REQUIREMENT
Edit the data below by changing each "hot air balloon" to "hot-air balloon" and leaving everything else unchanged.

+++ DATASET RECORDS +++

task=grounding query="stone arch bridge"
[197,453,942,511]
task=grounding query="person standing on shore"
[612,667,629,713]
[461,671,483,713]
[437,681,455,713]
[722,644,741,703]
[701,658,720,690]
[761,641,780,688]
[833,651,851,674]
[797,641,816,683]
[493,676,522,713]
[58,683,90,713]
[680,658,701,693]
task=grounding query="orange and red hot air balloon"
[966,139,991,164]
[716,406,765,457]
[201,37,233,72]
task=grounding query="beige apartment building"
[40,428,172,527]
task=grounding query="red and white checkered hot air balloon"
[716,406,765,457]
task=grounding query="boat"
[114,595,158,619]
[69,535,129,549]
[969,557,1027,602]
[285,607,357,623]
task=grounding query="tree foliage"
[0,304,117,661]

+++

SOLUTION FOR THIS PROBLEM
task=grounding query="stone arch bridge"
[197,453,942,511]
task=grounding query="person standing on shore"
[612,667,629,713]
[461,671,483,713]
[437,681,455,713]
[722,644,741,703]
[701,658,720,690]
[761,641,780,688]
[833,651,851,674]
[797,641,816,683]
[493,676,522,713]
[58,683,90,713]
[680,658,701,693]
task=grounding query="orange and red hot-air balloon"
[966,139,991,164]
[716,406,765,457]
[201,37,233,72]
task=grounding query="beige apartment building"
[40,428,172,527]
task=grounding query="red and white checkered hot-air balloon"
[716,406,765,457]
task=grounding query="boat"
[114,595,158,619]
[69,535,129,549]
[969,557,1027,602]
[285,607,357,623]
task=grounding query="tree foliage"
[0,304,117,661]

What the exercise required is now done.